Text Start Marker

There are many DNA components near a given gene in a cell which influence its transcription and resulting activation for protein production (expression). These DNA regions can bind activators, co-activators, and inhibitors. Often these act to reinforce or inhibit each other. In general they can act combinatorially, determining the gene's expression depending on circumstances. Primary among such binding proteins are transcription factors (TFs), the main activators of gene transcription.
The DNA binding components are largely determined by binding site motifs, characteristic signatures of length 5-15 DNA base pairs (bps) which bind to transcription factors (TFs). The determination of a given TF's binding motifs often follows from identification of common DNA patterns in promoter regions (regions known to contain most TF binding sites) adjacent to genes which are known experimentally to bind the TF, or shown to express their RNA or protein in the presence of the TF in experiments.
The leading transcription factor binding site (TFBS) motif finding algorithm can be divided into two groups. One is Local alignment based method, e.g., Gibbs sampling method (AlignACE, Gibbs Sampler, BioProspector), MEME, CONSENSUS. They predict the binding motif by finding the best local alignment among N co-regulated promoters under given statistical measure of the alignment profile (e.g. PWM). In theory, it has been proved that exhaustively evaluating all possible alignment is NP-hard problem [PAVESI]. Therefore, some approximation techniques are used to search such a profile.
Another kind of methods is K-mer enumeration based, e.g. MDscan, Weeder. They enumerate all possible binding K-mers and evaluate each of them by counting their frequencies of occurrence in each promoter region with either no mismatch or at most M mis-matches. Again, exhaustive enumeration of K-mers has 4^K possibilities with an exponential growth of the length K. It is necessary to apply a searching method which is capable of either searching signal in a high dimensional space or restricting search in a largely reduced space.
SVMotif is a mechine learning based motif finder. It can be classified into K-mer enumeration based methods. the evaluation of each possible K-mer is done by Recursive SVM feature selection [R-SVM].

Text End Marker

_Work instructions_
1. According to the motif-finding text, how long are binding site motifs?
2. Please extract the passage of the motif-finding text starting at "SVMotif is a" and ending at "feature selection [R-SVM].".
3. Name every motif finder that the motif-finding text places among the K-mer enumeration based methods.
The records are not needed for any of this work.

Record extracts Start Marker

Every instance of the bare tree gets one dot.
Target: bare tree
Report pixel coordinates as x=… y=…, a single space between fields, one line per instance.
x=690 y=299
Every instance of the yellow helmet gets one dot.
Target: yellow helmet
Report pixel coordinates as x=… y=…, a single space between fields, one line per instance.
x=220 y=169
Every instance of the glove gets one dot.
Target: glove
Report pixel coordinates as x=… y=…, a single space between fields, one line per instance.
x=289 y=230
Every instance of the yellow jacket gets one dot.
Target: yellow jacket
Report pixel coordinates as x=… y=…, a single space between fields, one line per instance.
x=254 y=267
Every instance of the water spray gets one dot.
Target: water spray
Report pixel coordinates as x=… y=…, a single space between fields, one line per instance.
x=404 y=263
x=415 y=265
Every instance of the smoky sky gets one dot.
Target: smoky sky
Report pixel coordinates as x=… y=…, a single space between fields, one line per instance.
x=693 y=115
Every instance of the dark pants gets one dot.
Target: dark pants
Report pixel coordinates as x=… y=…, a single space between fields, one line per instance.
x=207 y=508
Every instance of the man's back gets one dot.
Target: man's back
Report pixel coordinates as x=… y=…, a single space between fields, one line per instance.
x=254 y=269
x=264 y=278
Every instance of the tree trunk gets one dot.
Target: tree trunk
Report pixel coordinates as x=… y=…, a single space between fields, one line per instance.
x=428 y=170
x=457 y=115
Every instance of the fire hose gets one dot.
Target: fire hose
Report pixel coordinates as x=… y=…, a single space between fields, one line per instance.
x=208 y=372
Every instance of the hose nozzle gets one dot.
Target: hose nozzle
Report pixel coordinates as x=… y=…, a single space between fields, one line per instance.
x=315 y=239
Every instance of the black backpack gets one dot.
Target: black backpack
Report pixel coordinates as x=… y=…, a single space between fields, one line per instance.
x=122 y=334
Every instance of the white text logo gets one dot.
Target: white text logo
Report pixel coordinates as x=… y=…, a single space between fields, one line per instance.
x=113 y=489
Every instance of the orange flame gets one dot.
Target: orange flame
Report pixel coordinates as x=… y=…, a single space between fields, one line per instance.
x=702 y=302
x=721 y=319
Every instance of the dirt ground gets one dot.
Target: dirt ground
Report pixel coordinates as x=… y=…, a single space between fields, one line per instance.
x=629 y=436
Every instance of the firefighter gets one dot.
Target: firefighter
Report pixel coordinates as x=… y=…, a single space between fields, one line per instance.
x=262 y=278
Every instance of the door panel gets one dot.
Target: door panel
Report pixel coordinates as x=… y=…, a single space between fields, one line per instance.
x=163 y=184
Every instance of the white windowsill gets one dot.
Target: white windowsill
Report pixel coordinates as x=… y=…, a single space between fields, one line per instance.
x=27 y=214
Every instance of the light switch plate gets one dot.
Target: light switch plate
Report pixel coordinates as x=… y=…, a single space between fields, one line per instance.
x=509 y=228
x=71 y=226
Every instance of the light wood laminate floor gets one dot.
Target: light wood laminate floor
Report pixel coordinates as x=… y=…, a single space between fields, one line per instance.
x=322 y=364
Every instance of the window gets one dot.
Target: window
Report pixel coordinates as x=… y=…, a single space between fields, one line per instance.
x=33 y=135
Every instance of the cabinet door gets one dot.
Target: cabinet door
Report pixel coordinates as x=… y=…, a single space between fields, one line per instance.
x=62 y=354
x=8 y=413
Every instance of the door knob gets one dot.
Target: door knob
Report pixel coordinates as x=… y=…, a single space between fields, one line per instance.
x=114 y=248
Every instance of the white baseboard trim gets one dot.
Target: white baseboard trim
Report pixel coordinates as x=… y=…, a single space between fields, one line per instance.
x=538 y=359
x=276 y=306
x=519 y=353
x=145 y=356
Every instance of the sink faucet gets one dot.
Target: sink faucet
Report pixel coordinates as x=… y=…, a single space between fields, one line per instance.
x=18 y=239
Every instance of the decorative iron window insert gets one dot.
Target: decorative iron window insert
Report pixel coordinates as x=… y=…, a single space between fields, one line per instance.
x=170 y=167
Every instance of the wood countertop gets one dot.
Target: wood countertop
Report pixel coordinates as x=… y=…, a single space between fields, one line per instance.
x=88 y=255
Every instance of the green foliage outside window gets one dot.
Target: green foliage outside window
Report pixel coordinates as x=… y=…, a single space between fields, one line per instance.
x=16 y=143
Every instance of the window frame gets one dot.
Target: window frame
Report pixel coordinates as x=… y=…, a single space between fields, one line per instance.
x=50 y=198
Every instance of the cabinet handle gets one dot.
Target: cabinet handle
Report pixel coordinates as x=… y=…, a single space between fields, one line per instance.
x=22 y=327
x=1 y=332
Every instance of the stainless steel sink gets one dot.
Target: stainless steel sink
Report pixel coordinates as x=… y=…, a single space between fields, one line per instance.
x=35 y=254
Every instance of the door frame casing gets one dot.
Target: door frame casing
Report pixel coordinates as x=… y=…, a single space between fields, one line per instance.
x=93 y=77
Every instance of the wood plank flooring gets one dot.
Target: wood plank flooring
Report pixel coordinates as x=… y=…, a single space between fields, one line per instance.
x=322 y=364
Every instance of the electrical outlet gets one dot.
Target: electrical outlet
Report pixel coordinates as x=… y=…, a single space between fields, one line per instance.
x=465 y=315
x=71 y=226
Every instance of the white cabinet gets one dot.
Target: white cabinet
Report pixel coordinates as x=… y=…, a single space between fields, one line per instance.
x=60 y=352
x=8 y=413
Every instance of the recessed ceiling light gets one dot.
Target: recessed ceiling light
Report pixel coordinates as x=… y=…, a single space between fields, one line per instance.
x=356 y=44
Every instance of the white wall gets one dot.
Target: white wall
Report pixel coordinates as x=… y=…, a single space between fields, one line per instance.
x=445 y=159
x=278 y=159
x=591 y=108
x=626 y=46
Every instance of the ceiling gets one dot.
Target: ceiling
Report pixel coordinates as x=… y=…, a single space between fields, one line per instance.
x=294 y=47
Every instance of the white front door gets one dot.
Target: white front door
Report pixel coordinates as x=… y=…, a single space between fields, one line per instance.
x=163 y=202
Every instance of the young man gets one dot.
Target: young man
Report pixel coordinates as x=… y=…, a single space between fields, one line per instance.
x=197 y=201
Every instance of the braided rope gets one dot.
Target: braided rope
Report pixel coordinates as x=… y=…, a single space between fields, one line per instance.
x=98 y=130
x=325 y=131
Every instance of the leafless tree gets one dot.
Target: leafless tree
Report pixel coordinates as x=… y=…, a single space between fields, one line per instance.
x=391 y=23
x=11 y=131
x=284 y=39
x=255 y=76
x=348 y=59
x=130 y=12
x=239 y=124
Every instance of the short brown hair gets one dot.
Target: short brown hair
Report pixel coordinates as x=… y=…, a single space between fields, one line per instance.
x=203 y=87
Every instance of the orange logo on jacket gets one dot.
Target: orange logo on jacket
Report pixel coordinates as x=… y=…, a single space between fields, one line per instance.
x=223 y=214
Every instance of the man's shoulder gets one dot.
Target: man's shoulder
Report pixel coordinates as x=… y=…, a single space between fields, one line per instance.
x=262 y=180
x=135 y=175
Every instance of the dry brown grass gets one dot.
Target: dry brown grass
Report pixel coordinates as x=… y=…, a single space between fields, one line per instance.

Record extracts End Marker

_Your responses_
1. 5-15 DNA base pairs.

2.
SVMotif is a mechine learning based motif finder. It can be classified into K-mer enumeration based methods. the evaluation of each possible K-mer is done by Recursive SVM feature selection [R-SVM].

3. MDscan, Weeder, SVMotif